● 本文

# # # # # # #

現場の「こびりつき仕事」をロボットに任せる
海のインフラでは、鋼製の桟橋や護岸、係留施設の水面下に付着したフジツボが長年の悩みとなってきた。燃費悪化や腐食の進行を招く一方、除去は潜水作業員がスクレーパーで削り取る重労働に頼る場面が多く、安全確保と人手不足が課題になっている。フジツボ対策は世界的にも研究が進み、環境負荷の少ない付着阻害剤の開発が進められているが、既に付いた殻をどう落とすかという現場の仕事は残っていた。
Universal Hands が手掛ける水中吸着ドローンは、この「後始末」を省力化することを狙う。機体の底部には、神戸高専の研究から生まれた万能真空吸着グリッパーを応用した装置を備え、コンクリートや鋼板の面に張り付いたまま移動できる。先端ノズルからは高圧の海水を吹き出し、発生した微細な気泡がつぶれる際の衝撃を利用して、殻を基材から引きはがす。表面を削り過ぎないため、構造物の健全性を確認する非破壊検査技術との親和性も高いとされる。
同社によれば、試験では人手作業に比べておよそ5倍の面積を同じ時間で処理できたという。遠隔操作で水中作業を進められるため、作業船上から少人数で運用し、潜水員は点検や高度な判断が必要な箇所に集中させる運用も描ける。今後は、付着状況に応じて噴射条件を自動調整したり、カメラ画像をAIで解析して清掃すべきエリアを選び出したりと、清掃と検査を一体化したシステムへの発展が期待される。
港湾インフラから洋上風力へ、広がる応用と残る課題
水中吸着ドローンは、もともと港湾鋼構造物の点検効率化を目的に開発が始まり、国土交通省の「中小企業イノベーション創出推進事業」の補助対象にも選ばれた。老朽化が進む桟橋の裏側や海中部材を高頻度に診断するニーズが高まるなか、画像撮影と厚さ計測を自動で行う基盤として位置づけられている。神戸高専の実験水槽や神戸港での実証を通じて性能を磨き、3年以内の商用化を目標にしているという。

# # # # # # #

● 提供資料
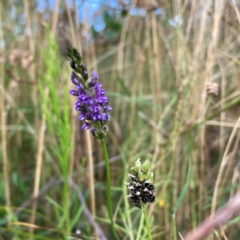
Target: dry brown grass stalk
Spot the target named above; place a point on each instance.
(4, 138)
(227, 213)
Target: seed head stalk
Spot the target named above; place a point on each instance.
(109, 201)
(146, 221)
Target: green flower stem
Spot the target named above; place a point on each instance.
(66, 204)
(174, 227)
(146, 220)
(109, 202)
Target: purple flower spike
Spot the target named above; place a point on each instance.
(86, 126)
(91, 100)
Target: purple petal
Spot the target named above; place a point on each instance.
(73, 92)
(86, 126)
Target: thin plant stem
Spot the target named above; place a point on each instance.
(174, 227)
(146, 221)
(66, 203)
(109, 201)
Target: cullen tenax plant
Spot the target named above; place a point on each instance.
(92, 103)
(142, 189)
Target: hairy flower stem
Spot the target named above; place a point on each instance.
(174, 227)
(146, 220)
(109, 202)
(66, 204)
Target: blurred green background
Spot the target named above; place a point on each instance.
(171, 71)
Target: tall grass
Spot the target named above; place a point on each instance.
(160, 78)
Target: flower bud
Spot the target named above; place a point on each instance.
(140, 176)
(137, 166)
(145, 166)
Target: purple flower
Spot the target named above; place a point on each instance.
(92, 102)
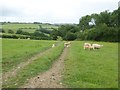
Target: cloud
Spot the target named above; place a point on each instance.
(53, 10)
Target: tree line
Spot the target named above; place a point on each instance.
(99, 27)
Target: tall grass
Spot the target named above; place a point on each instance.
(41, 64)
(15, 51)
(92, 68)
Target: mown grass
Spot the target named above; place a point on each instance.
(15, 51)
(25, 27)
(92, 68)
(38, 66)
(0, 56)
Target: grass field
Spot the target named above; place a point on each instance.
(16, 51)
(92, 69)
(41, 64)
(83, 68)
(26, 27)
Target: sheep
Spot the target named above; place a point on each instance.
(67, 44)
(87, 45)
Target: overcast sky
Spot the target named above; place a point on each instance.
(52, 11)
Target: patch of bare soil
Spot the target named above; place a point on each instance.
(51, 78)
(14, 71)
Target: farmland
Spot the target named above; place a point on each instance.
(28, 27)
(92, 69)
(16, 51)
(82, 68)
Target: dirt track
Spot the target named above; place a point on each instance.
(14, 71)
(51, 78)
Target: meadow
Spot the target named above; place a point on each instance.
(91, 68)
(28, 27)
(39, 65)
(15, 51)
(82, 68)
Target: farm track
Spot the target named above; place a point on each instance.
(51, 78)
(14, 71)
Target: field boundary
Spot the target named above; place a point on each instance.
(51, 78)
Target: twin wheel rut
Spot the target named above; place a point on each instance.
(48, 79)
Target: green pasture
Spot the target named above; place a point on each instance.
(26, 27)
(15, 51)
(36, 67)
(83, 68)
(91, 68)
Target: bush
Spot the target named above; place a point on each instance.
(2, 30)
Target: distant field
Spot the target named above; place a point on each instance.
(92, 69)
(26, 27)
(15, 51)
(82, 68)
(39, 65)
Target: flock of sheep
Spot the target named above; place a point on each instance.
(86, 46)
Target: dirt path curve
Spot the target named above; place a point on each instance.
(14, 71)
(52, 77)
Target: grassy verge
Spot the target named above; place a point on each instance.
(41, 64)
(92, 69)
(17, 51)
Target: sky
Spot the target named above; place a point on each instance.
(52, 11)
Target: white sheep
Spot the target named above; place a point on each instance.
(53, 45)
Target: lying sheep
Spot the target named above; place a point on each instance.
(67, 44)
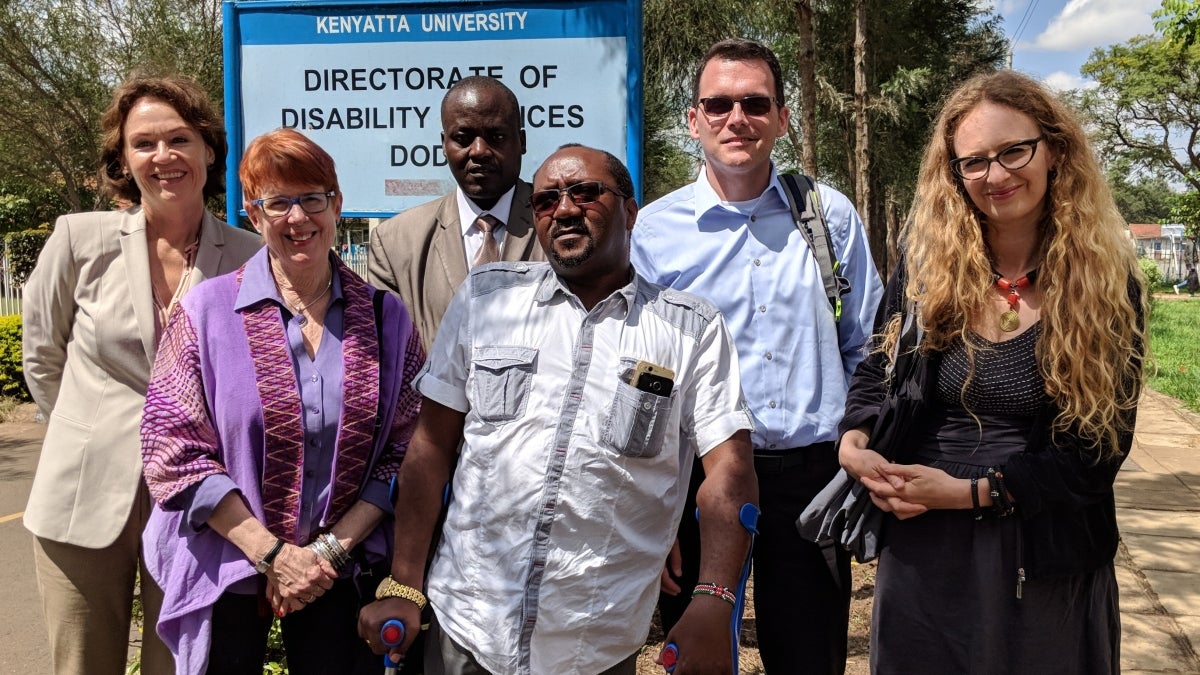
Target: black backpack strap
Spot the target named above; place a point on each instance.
(809, 216)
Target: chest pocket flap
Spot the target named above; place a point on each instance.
(502, 380)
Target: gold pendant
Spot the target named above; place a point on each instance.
(1009, 321)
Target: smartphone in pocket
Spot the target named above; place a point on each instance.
(653, 378)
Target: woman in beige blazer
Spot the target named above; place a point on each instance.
(94, 309)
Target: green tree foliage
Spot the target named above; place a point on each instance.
(1180, 19)
(12, 380)
(1150, 268)
(59, 60)
(1149, 199)
(1186, 210)
(1146, 107)
(23, 207)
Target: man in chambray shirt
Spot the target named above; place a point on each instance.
(574, 465)
(745, 255)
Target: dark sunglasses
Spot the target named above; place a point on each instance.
(1015, 156)
(721, 106)
(544, 202)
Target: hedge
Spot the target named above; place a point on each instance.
(12, 378)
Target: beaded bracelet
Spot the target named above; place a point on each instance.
(975, 500)
(717, 591)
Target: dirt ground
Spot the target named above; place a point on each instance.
(749, 662)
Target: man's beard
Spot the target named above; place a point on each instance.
(580, 257)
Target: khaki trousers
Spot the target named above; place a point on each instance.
(88, 599)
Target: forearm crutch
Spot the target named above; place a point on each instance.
(748, 515)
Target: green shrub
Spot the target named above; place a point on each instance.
(12, 380)
(23, 250)
(1153, 275)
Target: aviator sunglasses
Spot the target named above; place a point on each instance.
(544, 202)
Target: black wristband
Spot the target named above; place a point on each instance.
(1000, 503)
(265, 563)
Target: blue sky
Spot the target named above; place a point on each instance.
(1059, 35)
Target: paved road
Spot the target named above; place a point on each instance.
(23, 647)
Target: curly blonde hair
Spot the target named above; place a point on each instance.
(1092, 330)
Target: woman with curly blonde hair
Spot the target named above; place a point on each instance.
(1013, 334)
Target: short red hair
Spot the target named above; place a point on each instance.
(285, 155)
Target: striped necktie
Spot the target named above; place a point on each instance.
(490, 251)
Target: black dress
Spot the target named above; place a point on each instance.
(947, 591)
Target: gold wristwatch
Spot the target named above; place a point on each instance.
(391, 589)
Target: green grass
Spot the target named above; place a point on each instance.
(1175, 350)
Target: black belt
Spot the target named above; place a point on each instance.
(790, 458)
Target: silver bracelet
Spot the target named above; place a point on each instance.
(330, 549)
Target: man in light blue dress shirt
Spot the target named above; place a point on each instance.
(730, 237)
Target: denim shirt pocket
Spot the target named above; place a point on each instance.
(502, 378)
(637, 420)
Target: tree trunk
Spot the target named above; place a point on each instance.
(862, 144)
(808, 61)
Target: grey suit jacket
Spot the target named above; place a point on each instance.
(419, 255)
(88, 347)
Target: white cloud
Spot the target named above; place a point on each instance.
(1060, 81)
(1085, 24)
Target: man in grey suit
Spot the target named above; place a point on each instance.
(424, 254)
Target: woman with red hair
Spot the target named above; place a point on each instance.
(277, 414)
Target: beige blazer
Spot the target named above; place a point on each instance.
(89, 344)
(419, 255)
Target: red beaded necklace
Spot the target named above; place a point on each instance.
(1011, 320)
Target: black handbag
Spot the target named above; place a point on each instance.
(843, 513)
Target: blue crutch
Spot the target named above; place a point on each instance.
(391, 635)
(749, 518)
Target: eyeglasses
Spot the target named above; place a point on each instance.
(544, 202)
(1013, 157)
(721, 106)
(280, 207)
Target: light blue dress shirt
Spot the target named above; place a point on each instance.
(750, 261)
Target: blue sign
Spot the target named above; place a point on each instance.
(366, 82)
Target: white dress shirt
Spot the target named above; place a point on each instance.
(469, 211)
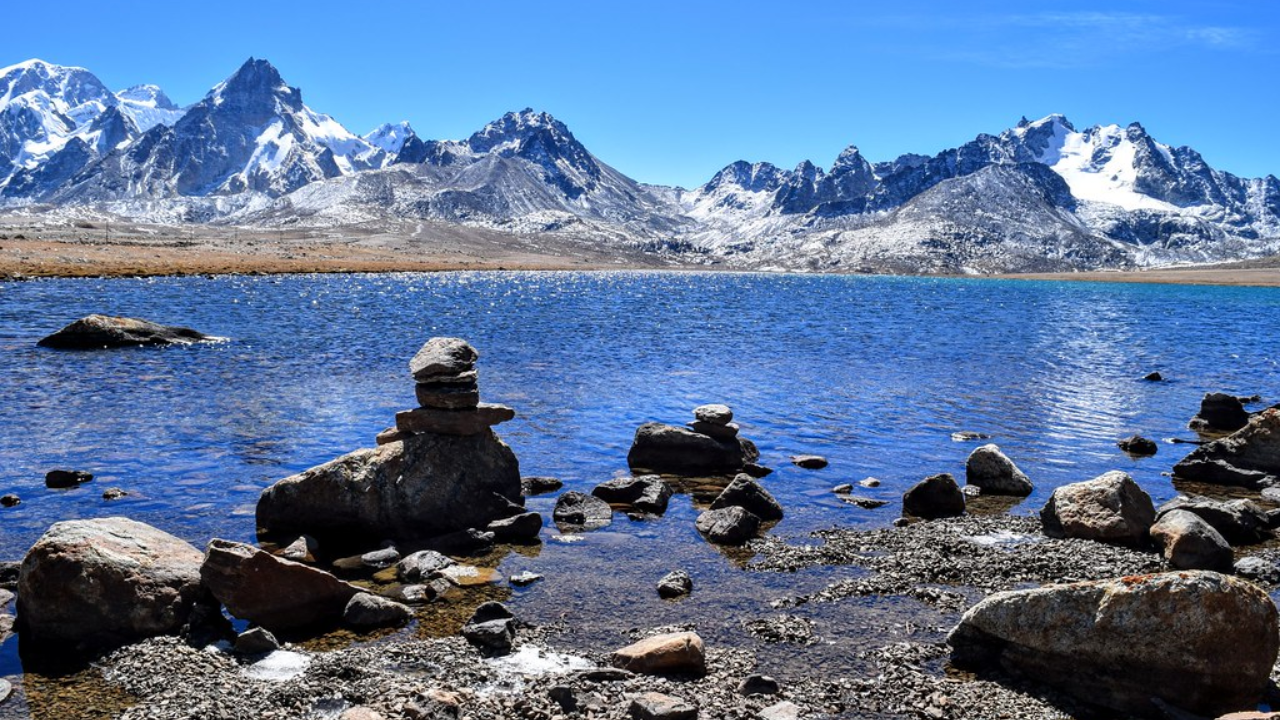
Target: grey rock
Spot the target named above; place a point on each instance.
(1258, 569)
(1240, 522)
(443, 356)
(933, 497)
(746, 493)
(391, 434)
(94, 332)
(728, 525)
(677, 583)
(517, 528)
(525, 578)
(492, 628)
(1196, 639)
(758, 684)
(447, 397)
(580, 510)
(1191, 543)
(97, 584)
(713, 414)
(1248, 458)
(657, 706)
(1220, 413)
(727, 432)
(62, 479)
(256, 641)
(368, 610)
(809, 461)
(469, 422)
(680, 451)
(1138, 446)
(785, 710)
(379, 559)
(421, 565)
(275, 593)
(534, 484)
(426, 486)
(1110, 507)
(647, 493)
(990, 469)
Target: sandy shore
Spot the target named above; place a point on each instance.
(37, 247)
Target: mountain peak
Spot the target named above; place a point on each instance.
(256, 80)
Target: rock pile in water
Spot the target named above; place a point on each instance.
(707, 446)
(442, 472)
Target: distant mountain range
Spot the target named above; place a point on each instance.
(1038, 196)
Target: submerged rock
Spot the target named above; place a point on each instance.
(680, 451)
(933, 497)
(1138, 446)
(995, 473)
(673, 654)
(272, 592)
(97, 584)
(677, 583)
(425, 486)
(1248, 458)
(1220, 413)
(1110, 507)
(580, 510)
(728, 525)
(746, 493)
(1194, 639)
(647, 493)
(94, 332)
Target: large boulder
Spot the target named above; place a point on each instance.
(1220, 413)
(748, 493)
(933, 497)
(96, 584)
(94, 332)
(995, 473)
(1191, 543)
(1197, 641)
(680, 451)
(673, 654)
(275, 593)
(1240, 522)
(1248, 458)
(1110, 507)
(421, 487)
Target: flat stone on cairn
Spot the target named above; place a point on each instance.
(448, 392)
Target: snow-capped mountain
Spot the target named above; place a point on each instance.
(1041, 195)
(250, 136)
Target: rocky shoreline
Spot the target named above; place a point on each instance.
(368, 596)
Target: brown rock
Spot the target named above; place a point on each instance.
(443, 356)
(1110, 507)
(1194, 639)
(101, 583)
(675, 654)
(453, 422)
(275, 593)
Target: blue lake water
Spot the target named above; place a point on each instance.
(873, 373)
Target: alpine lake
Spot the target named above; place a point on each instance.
(873, 373)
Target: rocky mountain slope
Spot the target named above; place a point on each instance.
(1038, 196)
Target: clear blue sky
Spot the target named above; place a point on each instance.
(671, 91)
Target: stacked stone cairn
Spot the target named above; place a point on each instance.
(448, 393)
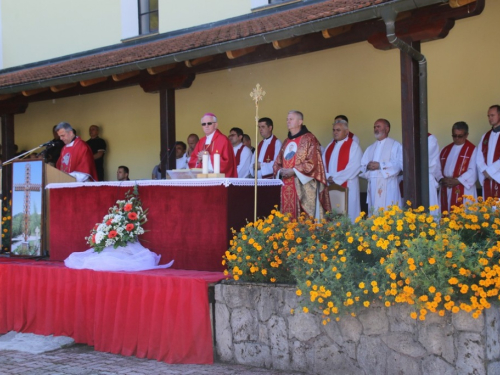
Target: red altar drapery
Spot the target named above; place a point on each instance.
(156, 314)
(189, 224)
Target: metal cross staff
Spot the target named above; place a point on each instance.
(257, 95)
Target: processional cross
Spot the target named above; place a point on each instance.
(27, 187)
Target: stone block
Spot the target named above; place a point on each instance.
(398, 364)
(435, 365)
(404, 344)
(279, 343)
(470, 354)
(492, 317)
(303, 327)
(400, 319)
(374, 321)
(463, 321)
(244, 324)
(372, 355)
(252, 354)
(351, 328)
(438, 339)
(223, 332)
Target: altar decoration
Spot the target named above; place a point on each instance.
(395, 256)
(122, 225)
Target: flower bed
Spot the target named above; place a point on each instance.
(395, 256)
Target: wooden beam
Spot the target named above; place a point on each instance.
(63, 87)
(90, 82)
(240, 52)
(7, 96)
(460, 3)
(122, 76)
(196, 62)
(161, 69)
(280, 44)
(35, 91)
(330, 33)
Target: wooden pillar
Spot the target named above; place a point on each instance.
(167, 129)
(410, 127)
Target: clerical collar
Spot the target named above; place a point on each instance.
(303, 130)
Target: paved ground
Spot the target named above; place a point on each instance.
(83, 360)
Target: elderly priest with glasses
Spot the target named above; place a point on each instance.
(214, 142)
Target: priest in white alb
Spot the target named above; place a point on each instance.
(458, 161)
(380, 165)
(342, 160)
(267, 150)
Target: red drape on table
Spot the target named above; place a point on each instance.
(188, 224)
(156, 314)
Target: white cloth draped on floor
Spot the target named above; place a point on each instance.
(133, 257)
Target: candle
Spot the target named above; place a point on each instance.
(217, 163)
(205, 163)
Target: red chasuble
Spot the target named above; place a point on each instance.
(220, 145)
(77, 158)
(344, 152)
(491, 187)
(269, 155)
(461, 166)
(305, 157)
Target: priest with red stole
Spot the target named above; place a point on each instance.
(214, 142)
(342, 160)
(76, 156)
(488, 156)
(458, 163)
(267, 150)
(300, 166)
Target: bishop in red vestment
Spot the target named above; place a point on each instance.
(76, 156)
(214, 142)
(300, 165)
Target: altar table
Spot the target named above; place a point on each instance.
(189, 221)
(156, 314)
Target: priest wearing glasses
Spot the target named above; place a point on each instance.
(214, 142)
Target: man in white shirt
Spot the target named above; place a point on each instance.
(458, 162)
(488, 156)
(342, 160)
(380, 165)
(267, 150)
(242, 154)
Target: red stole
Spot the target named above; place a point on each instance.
(491, 187)
(269, 155)
(461, 166)
(344, 152)
(289, 198)
(238, 155)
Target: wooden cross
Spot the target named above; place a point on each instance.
(27, 187)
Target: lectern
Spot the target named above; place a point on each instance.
(30, 206)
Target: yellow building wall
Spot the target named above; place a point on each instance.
(34, 30)
(176, 15)
(357, 80)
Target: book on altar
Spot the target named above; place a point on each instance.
(184, 173)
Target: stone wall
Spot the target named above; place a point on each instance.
(254, 327)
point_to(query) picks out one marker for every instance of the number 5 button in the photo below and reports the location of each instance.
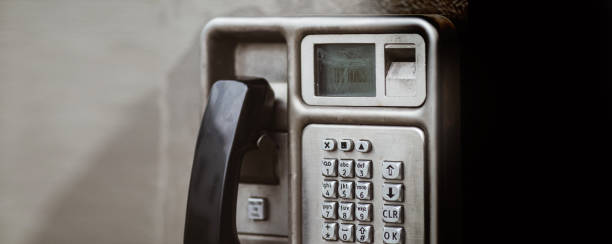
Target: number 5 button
(363, 190)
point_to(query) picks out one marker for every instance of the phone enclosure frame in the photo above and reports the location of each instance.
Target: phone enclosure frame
(438, 116)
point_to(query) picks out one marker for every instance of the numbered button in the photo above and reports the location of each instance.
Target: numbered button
(363, 190)
(328, 145)
(393, 192)
(346, 232)
(393, 170)
(328, 210)
(329, 231)
(363, 146)
(346, 210)
(328, 188)
(328, 167)
(363, 212)
(393, 235)
(364, 233)
(345, 167)
(346, 145)
(345, 189)
(393, 214)
(363, 169)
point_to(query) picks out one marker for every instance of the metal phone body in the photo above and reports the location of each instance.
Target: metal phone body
(429, 121)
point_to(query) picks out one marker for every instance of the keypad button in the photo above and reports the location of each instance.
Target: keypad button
(393, 192)
(363, 212)
(328, 145)
(364, 233)
(256, 208)
(346, 145)
(363, 190)
(345, 167)
(393, 235)
(346, 232)
(393, 214)
(393, 170)
(363, 145)
(346, 210)
(328, 167)
(363, 169)
(328, 188)
(345, 189)
(329, 231)
(328, 210)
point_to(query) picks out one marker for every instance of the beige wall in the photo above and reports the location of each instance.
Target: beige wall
(99, 109)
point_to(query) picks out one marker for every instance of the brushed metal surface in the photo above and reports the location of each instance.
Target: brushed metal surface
(395, 143)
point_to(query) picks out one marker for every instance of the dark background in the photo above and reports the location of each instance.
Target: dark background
(536, 112)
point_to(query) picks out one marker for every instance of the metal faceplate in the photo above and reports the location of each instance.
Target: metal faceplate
(388, 143)
(437, 117)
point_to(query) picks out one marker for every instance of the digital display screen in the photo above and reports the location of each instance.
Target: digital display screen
(345, 70)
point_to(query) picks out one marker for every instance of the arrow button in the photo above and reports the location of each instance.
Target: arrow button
(393, 192)
(393, 170)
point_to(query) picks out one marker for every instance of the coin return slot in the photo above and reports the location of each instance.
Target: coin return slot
(400, 70)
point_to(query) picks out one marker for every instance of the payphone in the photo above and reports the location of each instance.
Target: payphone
(351, 134)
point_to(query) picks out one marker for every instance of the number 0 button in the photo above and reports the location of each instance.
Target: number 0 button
(328, 167)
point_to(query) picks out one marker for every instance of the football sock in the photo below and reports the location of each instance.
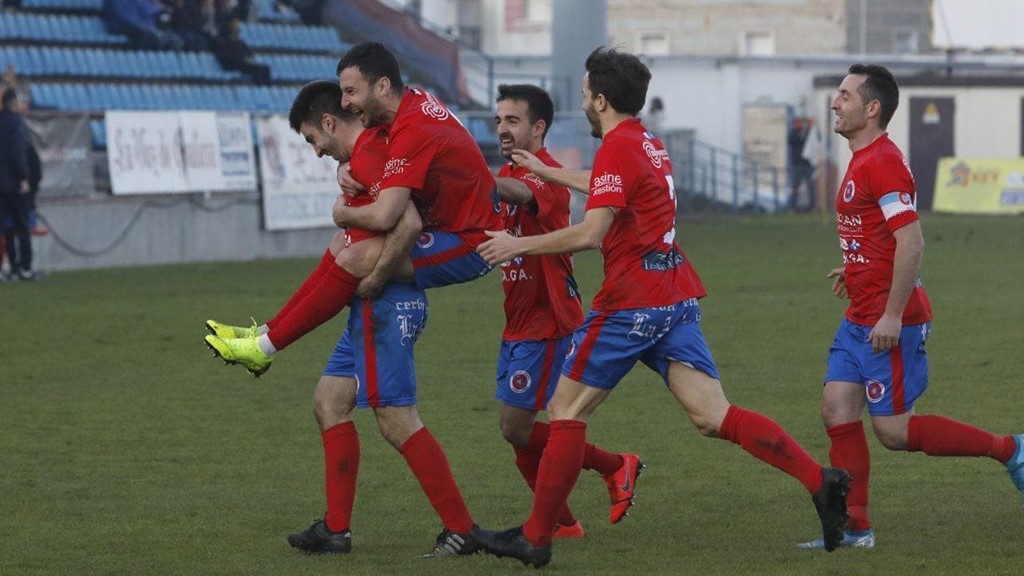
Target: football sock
(341, 466)
(332, 293)
(426, 458)
(307, 286)
(849, 451)
(938, 436)
(601, 460)
(528, 460)
(594, 458)
(766, 441)
(558, 472)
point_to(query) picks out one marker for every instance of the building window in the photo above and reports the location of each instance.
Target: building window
(527, 15)
(905, 41)
(757, 43)
(653, 43)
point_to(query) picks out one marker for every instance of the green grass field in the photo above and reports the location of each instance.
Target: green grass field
(127, 450)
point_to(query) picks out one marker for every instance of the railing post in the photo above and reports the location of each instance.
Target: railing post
(735, 182)
(714, 174)
(774, 186)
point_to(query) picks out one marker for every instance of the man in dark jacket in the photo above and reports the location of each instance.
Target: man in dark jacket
(14, 188)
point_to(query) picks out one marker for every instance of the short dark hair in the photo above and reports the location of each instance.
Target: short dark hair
(9, 97)
(315, 99)
(538, 100)
(621, 77)
(375, 62)
(880, 84)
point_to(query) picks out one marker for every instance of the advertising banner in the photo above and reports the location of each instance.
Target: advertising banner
(979, 186)
(179, 152)
(299, 189)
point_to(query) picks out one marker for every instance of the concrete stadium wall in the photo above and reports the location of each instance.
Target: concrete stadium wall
(111, 232)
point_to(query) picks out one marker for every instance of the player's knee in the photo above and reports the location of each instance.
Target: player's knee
(706, 426)
(514, 434)
(892, 440)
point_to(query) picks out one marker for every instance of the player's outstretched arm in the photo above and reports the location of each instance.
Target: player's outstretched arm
(513, 191)
(577, 179)
(394, 253)
(381, 215)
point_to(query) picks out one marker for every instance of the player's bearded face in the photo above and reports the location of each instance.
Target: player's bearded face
(849, 107)
(589, 109)
(514, 128)
(357, 96)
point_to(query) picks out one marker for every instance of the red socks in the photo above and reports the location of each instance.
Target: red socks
(766, 441)
(555, 479)
(426, 458)
(527, 459)
(938, 436)
(341, 466)
(307, 286)
(334, 291)
(849, 451)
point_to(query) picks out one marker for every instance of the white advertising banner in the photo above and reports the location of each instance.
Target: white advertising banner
(299, 189)
(179, 152)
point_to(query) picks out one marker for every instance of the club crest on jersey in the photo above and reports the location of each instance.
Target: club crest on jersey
(520, 381)
(434, 109)
(875, 391)
(426, 240)
(652, 153)
(849, 191)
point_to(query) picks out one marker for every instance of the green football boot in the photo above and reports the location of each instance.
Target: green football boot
(241, 351)
(226, 331)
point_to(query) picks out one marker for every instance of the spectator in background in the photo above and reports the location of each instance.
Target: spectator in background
(188, 21)
(14, 187)
(233, 53)
(140, 21)
(654, 120)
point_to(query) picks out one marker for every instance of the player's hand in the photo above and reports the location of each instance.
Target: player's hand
(370, 286)
(839, 282)
(501, 248)
(348, 184)
(526, 160)
(885, 335)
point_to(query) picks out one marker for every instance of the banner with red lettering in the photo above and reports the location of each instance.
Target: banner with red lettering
(299, 189)
(179, 152)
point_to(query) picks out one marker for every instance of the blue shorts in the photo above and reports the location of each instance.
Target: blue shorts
(608, 343)
(893, 379)
(442, 258)
(377, 346)
(527, 371)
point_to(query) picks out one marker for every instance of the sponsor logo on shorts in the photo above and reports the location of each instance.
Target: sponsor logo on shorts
(426, 240)
(876, 392)
(520, 381)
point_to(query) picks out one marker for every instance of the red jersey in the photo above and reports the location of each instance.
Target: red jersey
(877, 198)
(643, 265)
(542, 300)
(434, 155)
(367, 166)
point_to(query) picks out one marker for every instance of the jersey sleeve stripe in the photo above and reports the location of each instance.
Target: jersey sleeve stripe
(896, 203)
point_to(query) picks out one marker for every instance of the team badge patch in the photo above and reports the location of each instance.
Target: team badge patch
(520, 381)
(426, 240)
(849, 191)
(876, 391)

# # # # # # #

● 練習問題
1 – 本文によると、試験で水中吸着ドローンは人手作業と比べて同じ時間でどれだけの面積を処理できたか答えよ。
2 – 本文で、フジツボが水面下に付着する海のインフラとして挙げられている施設をすべて書き出せ。

● 解答
1 – 人手作業のおよそ5倍の面積を処理できた。

2 – 鋼製の桟橋、護岸、係留施設